--- TASK REQUIREMENTS ---
All lines from the one containing "Where can the gray cloud" down to the one containing "Where can the white parking", both ends included, are to be given again exactly; omit the rest of the listing below.

┏━━

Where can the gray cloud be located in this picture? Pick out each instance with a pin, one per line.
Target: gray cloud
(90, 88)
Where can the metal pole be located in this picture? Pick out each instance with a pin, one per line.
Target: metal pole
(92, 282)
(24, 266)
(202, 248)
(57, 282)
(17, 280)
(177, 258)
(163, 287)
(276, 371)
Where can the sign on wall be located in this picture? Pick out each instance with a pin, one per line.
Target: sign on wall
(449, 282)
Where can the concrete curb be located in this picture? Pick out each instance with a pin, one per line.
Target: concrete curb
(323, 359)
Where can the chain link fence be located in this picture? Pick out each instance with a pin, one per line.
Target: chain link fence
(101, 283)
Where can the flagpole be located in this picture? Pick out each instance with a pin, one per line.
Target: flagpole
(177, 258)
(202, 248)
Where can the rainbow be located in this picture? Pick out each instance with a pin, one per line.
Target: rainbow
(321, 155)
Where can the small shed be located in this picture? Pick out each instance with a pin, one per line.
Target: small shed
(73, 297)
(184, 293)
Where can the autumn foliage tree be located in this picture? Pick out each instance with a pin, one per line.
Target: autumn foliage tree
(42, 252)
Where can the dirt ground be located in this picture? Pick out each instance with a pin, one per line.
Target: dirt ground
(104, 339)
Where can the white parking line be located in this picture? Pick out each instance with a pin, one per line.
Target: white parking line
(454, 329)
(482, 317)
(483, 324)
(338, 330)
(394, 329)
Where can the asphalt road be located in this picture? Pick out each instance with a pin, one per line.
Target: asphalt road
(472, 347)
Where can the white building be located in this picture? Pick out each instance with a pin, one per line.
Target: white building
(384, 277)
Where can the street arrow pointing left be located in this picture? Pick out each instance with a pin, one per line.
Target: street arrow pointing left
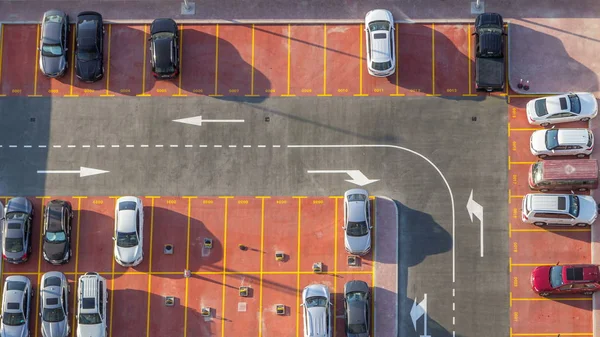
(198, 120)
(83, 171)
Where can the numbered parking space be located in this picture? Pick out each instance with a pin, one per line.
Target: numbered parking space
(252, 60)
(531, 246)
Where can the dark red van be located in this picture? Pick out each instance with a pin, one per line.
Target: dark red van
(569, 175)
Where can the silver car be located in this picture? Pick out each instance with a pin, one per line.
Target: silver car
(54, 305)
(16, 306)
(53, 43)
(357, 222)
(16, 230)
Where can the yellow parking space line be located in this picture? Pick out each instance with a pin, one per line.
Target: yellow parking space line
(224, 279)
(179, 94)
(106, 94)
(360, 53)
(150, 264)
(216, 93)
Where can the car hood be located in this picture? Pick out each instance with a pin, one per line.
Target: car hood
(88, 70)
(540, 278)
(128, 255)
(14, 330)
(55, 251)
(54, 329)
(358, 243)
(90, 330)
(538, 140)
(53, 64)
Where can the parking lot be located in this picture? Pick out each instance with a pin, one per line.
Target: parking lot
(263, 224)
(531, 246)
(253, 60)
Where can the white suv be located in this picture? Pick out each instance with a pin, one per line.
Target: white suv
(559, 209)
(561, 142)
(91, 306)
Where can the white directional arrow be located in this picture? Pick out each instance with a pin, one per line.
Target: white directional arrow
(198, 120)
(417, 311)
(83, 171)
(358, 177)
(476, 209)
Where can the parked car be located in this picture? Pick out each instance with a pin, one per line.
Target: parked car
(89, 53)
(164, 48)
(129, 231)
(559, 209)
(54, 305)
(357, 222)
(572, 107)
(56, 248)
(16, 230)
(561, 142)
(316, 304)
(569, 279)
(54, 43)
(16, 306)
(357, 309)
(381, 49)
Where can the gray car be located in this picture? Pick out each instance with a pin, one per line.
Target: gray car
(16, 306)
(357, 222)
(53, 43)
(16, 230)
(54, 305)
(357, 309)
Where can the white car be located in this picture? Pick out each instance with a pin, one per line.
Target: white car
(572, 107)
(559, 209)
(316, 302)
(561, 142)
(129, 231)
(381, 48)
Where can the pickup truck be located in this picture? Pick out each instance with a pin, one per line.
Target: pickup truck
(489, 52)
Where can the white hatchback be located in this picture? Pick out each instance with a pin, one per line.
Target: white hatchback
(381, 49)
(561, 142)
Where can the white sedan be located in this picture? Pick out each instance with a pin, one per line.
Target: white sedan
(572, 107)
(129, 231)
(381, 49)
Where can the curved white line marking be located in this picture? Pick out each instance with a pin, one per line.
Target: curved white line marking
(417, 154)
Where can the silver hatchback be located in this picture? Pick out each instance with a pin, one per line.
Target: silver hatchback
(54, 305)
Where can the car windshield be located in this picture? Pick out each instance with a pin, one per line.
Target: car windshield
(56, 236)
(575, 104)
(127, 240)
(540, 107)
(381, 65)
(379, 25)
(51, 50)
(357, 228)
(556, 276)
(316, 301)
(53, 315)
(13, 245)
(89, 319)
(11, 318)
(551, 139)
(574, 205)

┗━━
┏━━

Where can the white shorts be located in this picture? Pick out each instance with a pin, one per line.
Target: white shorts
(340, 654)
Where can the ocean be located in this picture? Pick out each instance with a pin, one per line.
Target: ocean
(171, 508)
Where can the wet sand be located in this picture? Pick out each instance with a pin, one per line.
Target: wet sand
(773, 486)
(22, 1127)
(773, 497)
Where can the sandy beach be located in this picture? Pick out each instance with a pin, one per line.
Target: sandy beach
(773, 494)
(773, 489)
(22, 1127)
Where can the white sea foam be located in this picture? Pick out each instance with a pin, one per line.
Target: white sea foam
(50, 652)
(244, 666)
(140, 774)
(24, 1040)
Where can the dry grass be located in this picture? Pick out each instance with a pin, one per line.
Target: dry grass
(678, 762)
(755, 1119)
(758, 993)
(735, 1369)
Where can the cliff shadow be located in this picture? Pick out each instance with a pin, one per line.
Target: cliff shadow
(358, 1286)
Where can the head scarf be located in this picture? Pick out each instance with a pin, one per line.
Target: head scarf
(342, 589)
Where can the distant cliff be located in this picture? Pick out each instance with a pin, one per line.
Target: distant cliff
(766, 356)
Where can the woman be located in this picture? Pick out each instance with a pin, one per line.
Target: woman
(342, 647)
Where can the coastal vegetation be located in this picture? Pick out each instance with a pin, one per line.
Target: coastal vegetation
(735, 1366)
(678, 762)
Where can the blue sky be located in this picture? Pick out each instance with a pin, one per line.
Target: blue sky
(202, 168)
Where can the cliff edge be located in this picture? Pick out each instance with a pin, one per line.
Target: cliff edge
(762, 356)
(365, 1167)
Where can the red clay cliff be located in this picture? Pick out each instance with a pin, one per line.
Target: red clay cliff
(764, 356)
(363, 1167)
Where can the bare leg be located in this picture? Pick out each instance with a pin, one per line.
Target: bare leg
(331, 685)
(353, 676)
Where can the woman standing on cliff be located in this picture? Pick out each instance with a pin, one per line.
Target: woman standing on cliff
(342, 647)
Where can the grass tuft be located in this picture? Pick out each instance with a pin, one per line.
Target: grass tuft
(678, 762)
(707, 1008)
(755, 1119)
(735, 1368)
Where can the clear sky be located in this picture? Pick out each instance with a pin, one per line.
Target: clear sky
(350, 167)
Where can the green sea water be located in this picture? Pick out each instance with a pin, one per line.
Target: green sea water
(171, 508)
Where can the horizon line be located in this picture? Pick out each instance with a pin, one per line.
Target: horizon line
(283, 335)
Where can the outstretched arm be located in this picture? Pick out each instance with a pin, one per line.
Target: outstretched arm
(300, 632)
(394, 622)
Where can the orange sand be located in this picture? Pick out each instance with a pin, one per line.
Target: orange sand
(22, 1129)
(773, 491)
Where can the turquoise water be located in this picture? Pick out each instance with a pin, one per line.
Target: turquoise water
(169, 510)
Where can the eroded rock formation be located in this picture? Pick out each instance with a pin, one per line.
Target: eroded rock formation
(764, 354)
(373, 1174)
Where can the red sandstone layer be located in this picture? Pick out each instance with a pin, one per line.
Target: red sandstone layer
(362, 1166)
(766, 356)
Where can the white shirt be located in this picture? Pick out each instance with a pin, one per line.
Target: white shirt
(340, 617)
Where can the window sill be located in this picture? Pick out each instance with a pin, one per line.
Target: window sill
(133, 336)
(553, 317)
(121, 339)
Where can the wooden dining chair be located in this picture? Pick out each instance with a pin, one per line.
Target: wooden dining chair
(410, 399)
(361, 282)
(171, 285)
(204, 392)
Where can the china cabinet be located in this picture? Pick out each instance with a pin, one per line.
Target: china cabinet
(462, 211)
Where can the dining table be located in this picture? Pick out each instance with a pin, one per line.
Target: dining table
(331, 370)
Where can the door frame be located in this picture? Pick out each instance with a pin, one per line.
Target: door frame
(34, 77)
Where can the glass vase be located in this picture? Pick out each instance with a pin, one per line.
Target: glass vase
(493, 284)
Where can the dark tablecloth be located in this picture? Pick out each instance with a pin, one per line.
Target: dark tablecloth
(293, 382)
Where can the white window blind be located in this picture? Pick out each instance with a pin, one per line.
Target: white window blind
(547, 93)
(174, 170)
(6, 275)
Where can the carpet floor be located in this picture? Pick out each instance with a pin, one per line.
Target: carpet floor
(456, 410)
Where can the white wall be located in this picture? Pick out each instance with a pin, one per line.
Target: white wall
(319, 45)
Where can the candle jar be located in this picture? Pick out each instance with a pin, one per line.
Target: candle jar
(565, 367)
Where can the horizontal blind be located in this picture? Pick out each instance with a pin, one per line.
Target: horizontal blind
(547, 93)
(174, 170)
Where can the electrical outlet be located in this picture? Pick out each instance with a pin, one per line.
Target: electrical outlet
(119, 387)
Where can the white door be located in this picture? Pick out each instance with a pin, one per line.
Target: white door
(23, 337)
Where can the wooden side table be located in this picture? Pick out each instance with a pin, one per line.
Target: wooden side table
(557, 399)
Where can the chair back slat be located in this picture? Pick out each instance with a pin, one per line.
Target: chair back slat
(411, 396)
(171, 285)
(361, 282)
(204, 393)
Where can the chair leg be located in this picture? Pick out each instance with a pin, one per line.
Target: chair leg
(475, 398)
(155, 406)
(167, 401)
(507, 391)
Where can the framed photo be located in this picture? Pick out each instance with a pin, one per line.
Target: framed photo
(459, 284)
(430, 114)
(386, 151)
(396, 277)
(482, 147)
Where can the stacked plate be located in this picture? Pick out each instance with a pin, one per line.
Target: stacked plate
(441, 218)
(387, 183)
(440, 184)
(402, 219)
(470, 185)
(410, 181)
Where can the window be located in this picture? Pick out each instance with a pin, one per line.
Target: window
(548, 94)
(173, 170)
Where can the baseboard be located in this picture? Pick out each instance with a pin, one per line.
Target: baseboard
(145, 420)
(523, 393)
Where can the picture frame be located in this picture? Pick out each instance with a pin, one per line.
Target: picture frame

┗━━
┏━━

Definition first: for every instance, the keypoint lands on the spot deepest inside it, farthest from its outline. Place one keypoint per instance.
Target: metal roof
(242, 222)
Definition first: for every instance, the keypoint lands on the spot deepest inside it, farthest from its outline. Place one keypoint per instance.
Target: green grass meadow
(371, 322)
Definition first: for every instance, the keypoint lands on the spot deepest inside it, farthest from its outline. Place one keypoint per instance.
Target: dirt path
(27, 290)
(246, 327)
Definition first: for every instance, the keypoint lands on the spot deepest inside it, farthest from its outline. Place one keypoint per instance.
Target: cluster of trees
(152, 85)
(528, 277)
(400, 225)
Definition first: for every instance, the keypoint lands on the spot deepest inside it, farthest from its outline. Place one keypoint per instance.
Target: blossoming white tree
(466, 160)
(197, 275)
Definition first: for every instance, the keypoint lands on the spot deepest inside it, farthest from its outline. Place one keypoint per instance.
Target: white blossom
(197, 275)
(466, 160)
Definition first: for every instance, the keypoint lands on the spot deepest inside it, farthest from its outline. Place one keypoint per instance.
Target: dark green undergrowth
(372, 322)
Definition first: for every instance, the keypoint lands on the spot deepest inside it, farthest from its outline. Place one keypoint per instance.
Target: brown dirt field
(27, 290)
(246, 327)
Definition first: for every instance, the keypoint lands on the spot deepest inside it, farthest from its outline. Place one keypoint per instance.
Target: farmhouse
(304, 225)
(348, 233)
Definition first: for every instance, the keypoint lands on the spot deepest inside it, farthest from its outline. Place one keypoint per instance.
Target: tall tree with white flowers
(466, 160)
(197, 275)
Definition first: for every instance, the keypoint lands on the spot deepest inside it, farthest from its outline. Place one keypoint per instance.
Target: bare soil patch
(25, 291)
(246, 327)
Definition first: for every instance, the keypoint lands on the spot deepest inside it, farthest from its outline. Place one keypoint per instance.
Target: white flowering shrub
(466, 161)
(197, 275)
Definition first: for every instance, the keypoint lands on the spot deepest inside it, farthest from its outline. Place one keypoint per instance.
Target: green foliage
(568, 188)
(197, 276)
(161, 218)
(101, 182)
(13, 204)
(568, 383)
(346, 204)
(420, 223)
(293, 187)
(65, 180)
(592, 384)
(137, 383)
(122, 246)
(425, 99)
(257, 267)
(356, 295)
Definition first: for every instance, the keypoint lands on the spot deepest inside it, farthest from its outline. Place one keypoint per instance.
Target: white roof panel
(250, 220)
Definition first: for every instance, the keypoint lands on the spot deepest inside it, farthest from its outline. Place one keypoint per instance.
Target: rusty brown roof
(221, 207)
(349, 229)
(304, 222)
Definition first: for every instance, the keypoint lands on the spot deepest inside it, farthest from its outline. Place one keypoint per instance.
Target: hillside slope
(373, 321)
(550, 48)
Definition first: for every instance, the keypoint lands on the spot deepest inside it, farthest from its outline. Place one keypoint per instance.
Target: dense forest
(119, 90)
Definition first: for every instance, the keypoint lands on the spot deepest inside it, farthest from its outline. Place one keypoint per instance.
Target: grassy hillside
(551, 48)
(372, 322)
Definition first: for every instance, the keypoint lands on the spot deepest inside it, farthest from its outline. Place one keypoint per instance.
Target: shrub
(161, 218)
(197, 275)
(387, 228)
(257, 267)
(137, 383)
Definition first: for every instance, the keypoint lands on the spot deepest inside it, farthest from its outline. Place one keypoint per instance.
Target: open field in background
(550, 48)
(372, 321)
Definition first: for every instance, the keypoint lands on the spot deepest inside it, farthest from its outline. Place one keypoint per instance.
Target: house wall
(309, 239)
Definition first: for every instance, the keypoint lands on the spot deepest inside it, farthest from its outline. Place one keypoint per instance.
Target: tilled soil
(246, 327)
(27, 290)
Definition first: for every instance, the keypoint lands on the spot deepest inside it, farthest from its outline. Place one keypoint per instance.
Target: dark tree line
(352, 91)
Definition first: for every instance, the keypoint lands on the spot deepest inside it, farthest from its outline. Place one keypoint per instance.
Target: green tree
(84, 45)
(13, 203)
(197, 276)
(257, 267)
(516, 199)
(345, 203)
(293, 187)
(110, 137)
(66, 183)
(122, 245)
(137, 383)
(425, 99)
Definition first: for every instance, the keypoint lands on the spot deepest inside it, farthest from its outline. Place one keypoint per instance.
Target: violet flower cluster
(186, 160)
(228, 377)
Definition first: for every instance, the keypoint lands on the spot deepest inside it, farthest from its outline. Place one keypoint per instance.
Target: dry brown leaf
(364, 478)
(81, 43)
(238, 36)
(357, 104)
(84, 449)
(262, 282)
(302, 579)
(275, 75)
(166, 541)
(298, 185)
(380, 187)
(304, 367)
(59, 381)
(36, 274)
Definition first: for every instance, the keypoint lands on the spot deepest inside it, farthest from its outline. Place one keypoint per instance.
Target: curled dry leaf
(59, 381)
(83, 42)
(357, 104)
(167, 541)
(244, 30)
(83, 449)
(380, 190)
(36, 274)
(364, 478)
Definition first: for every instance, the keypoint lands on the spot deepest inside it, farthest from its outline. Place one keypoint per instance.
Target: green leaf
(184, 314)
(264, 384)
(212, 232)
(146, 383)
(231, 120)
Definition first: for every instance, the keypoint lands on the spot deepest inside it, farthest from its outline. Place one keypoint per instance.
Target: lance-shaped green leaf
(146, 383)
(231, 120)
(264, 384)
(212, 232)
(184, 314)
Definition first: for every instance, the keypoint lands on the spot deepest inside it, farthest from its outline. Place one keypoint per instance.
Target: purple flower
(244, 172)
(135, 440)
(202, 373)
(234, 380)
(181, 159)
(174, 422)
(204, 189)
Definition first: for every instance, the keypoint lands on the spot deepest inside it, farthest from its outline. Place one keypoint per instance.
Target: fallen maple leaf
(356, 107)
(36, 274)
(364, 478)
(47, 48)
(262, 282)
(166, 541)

┗━━

--- SOLUTION FOR THIS EXERCISE ---
Where can the gray cloud be located in this picture? Pick out each instance with a pin, one per line.
Target: gray cloud
(90, 88)
Where can the metal pole be located in this picture? Pick out each instance with a pin, one per line.
Target: metal pole
(92, 282)
(24, 266)
(202, 248)
(57, 282)
(17, 280)
(177, 258)
(163, 287)
(276, 371)
Where can the sign on wall be located in this picture? Pick out each instance with a pin, one per line.
Target: sign on wall
(449, 282)
Where can the concrete curb be located in this picture? Pick out each instance with a pin, one per line.
Target: concrete curb
(323, 359)
Where can the chain link fence be located in this picture? Pick out each instance with a pin, one per line.
Target: chain link fence
(101, 283)
Where can the flagpole be located in this picture? Pick out each instance with a pin, one per line.
Target: flagpole
(177, 258)
(202, 248)
Where can the rainbow be located in this picture? Pick out each instance with a pin, one per line.
Target: rainbow
(321, 155)
Where can the small shed be located in this picture? Pick out each instance with a pin, one per line.
Target: small shed
(73, 297)
(184, 293)
Where can the autumn foliage tree be located in this picture? Pick out each instance with a pin, one per line.
Target: autumn foliage tree
(42, 252)
Where can the dirt ground be located in this picture? Pick out each instance with a pin, one per line.
Target: dirt ground
(104, 339)
Where can the white parking line be located in this picture? Pick out each instance with a pin, one per line.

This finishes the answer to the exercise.